[Photo-based point labeling data]

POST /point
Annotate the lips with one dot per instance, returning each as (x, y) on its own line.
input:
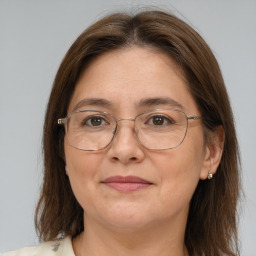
(127, 183)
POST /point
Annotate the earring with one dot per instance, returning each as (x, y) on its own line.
(210, 175)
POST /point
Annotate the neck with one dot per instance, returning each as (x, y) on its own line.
(160, 240)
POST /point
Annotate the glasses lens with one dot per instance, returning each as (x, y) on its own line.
(161, 129)
(90, 130)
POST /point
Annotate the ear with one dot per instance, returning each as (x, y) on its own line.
(213, 152)
(66, 170)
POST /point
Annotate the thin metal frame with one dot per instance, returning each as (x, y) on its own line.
(63, 121)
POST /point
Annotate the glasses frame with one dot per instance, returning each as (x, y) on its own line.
(63, 121)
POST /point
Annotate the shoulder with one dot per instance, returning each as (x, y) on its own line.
(53, 248)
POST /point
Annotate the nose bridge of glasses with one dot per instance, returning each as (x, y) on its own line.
(122, 119)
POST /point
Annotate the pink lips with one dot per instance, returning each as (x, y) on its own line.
(127, 183)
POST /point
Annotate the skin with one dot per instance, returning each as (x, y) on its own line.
(149, 221)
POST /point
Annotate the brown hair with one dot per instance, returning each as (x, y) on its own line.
(212, 222)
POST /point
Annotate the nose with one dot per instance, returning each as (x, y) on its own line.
(125, 147)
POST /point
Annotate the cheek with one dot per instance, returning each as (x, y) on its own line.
(81, 169)
(181, 169)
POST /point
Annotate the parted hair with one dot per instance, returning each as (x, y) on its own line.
(212, 221)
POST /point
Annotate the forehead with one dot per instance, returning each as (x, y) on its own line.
(126, 77)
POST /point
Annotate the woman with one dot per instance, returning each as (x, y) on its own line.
(140, 156)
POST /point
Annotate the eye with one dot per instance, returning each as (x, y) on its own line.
(159, 120)
(95, 121)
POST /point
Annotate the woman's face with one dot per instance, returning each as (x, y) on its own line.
(101, 180)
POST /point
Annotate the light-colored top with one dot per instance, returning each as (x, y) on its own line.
(60, 248)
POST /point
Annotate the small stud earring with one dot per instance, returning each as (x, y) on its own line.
(210, 175)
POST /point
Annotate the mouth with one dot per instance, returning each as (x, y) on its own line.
(127, 183)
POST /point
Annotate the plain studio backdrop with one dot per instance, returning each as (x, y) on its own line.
(35, 35)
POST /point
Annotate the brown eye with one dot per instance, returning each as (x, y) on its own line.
(95, 121)
(158, 120)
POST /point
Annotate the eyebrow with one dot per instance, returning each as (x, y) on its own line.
(149, 102)
(93, 102)
(146, 102)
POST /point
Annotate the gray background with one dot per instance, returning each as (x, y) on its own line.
(35, 35)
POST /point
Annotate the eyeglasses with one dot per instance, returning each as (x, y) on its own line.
(160, 129)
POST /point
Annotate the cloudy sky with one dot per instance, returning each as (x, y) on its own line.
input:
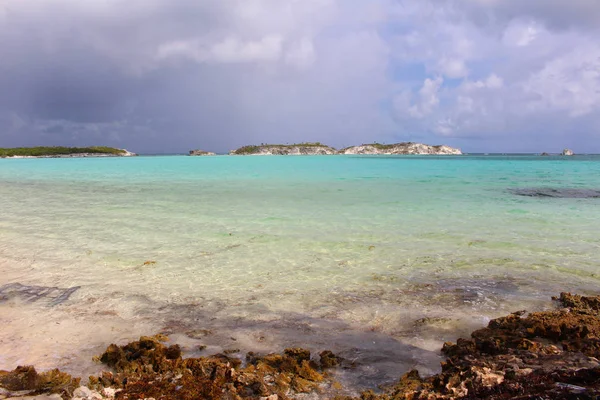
(170, 75)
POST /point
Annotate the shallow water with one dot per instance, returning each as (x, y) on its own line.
(380, 259)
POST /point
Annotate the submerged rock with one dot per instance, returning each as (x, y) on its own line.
(565, 193)
(567, 152)
(199, 152)
(147, 368)
(545, 355)
(27, 381)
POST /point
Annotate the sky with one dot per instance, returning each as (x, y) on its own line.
(167, 76)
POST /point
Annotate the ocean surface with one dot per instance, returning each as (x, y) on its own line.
(378, 258)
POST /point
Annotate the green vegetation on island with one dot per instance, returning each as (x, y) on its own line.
(252, 149)
(58, 151)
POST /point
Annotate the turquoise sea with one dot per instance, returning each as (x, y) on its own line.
(378, 258)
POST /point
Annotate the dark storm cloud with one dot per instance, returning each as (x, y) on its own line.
(164, 76)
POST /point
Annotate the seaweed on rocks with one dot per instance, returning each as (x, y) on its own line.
(543, 355)
(147, 368)
(27, 381)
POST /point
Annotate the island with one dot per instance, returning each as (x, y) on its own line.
(318, 148)
(63, 152)
(401, 148)
(199, 152)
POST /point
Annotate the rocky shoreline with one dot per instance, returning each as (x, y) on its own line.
(65, 152)
(544, 355)
(366, 149)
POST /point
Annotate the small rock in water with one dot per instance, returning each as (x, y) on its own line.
(564, 193)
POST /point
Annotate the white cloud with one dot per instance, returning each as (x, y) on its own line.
(521, 33)
(279, 70)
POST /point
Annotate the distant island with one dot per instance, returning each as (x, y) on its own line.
(318, 148)
(64, 152)
(401, 148)
(199, 152)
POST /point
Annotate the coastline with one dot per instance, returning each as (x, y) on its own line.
(488, 265)
(552, 353)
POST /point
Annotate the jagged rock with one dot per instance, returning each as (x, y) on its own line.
(27, 379)
(285, 149)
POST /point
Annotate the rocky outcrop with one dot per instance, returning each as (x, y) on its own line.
(301, 149)
(400, 148)
(321, 149)
(567, 152)
(199, 152)
(542, 355)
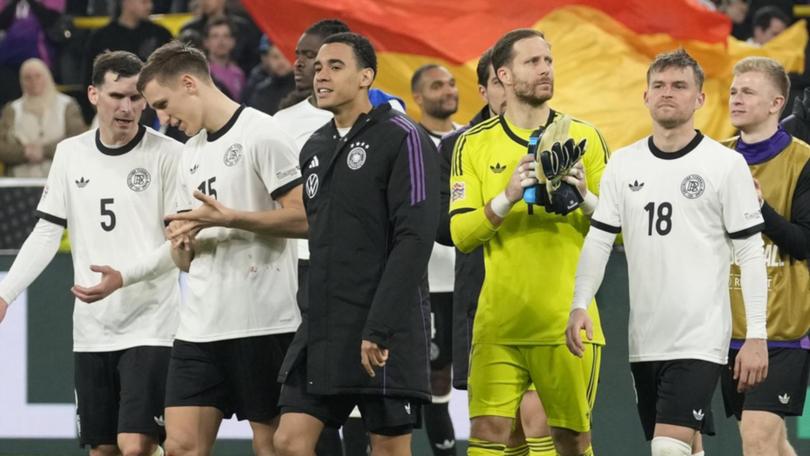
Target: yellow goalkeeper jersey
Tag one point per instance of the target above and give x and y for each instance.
(531, 258)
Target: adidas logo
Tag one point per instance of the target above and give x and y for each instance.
(446, 445)
(635, 186)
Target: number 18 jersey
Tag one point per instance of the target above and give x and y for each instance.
(678, 213)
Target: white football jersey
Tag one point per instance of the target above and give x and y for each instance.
(113, 200)
(240, 284)
(299, 121)
(678, 213)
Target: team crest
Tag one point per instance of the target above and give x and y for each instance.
(692, 186)
(232, 155)
(457, 192)
(357, 155)
(139, 179)
(311, 186)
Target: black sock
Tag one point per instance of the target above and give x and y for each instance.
(439, 428)
(355, 438)
(329, 443)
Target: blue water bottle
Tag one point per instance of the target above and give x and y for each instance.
(530, 193)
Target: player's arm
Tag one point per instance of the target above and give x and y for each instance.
(445, 158)
(474, 221)
(415, 216)
(606, 223)
(36, 252)
(792, 236)
(743, 223)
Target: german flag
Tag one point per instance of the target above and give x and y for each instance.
(601, 48)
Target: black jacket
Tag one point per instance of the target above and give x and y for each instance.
(372, 203)
(469, 267)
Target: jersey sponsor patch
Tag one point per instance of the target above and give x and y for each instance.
(311, 186)
(357, 155)
(457, 192)
(139, 179)
(692, 186)
(232, 155)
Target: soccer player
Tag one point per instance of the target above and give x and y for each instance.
(683, 202)
(781, 166)
(112, 185)
(434, 91)
(528, 254)
(240, 311)
(372, 204)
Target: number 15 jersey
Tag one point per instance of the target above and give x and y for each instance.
(678, 213)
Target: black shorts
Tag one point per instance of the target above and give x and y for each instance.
(677, 392)
(783, 391)
(120, 392)
(237, 376)
(382, 415)
(441, 334)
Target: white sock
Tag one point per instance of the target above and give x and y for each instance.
(667, 446)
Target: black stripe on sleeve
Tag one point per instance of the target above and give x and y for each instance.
(460, 211)
(742, 234)
(51, 218)
(281, 191)
(605, 227)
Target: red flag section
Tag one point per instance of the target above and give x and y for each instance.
(601, 49)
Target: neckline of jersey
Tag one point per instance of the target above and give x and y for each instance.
(228, 125)
(514, 136)
(115, 151)
(677, 154)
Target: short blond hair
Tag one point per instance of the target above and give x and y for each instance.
(772, 69)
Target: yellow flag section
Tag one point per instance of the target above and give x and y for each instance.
(600, 69)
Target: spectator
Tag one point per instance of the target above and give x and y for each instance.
(769, 21)
(129, 30)
(22, 36)
(245, 51)
(31, 126)
(270, 81)
(219, 43)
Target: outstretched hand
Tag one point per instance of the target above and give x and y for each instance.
(111, 280)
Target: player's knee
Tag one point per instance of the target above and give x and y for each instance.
(287, 443)
(667, 446)
(178, 447)
(491, 428)
(569, 442)
(136, 448)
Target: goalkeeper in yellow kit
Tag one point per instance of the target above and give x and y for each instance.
(530, 255)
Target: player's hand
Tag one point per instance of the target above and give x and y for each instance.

* _What you should do_
Using the records above, please retype only the run of lines from the line holding "Target: white sock" through the last line, both ends included.

* _Answer to this task_
Target: white sock
Tag one point per instance of the target above and give x and y for each instance.
(667, 446)
Target: black stripe on sleeve
Tag one point per instance of the target above and give x and y for each instance.
(460, 211)
(742, 234)
(51, 218)
(281, 191)
(605, 227)
Target: red flag section
Tag one point per instance of the target above and give x and y for each instance.
(601, 49)
Target: neckline of jersey
Tag one point per instance of the target above and give x and y for each instance.
(228, 125)
(514, 136)
(115, 151)
(677, 154)
Target: short blond hair
Tag one point per instance of the target above and give x and y for each instance.
(772, 69)
Target: yellow flag section
Tag one point per instance of the target above and give x and y for each instance.
(600, 69)
Target: spectator
Tag one point per instance of the target above and give x and y for each instance.
(769, 21)
(129, 30)
(22, 36)
(245, 51)
(31, 126)
(270, 81)
(219, 43)
Target: outstretched hand
Tag one point per instance of the target above and give x and y for each instance.
(111, 280)
Target: player's knee
Tag one point per instance of the target above and give x and y for each instance.
(287, 443)
(667, 446)
(178, 447)
(491, 428)
(569, 442)
(136, 448)
Target: goalkeeper in yellow kit
Tag one point per instance of the target above and give x and y for each instance.
(530, 255)
Target: player's hand
Tag one point per instance of the target above and give x and y for each instance.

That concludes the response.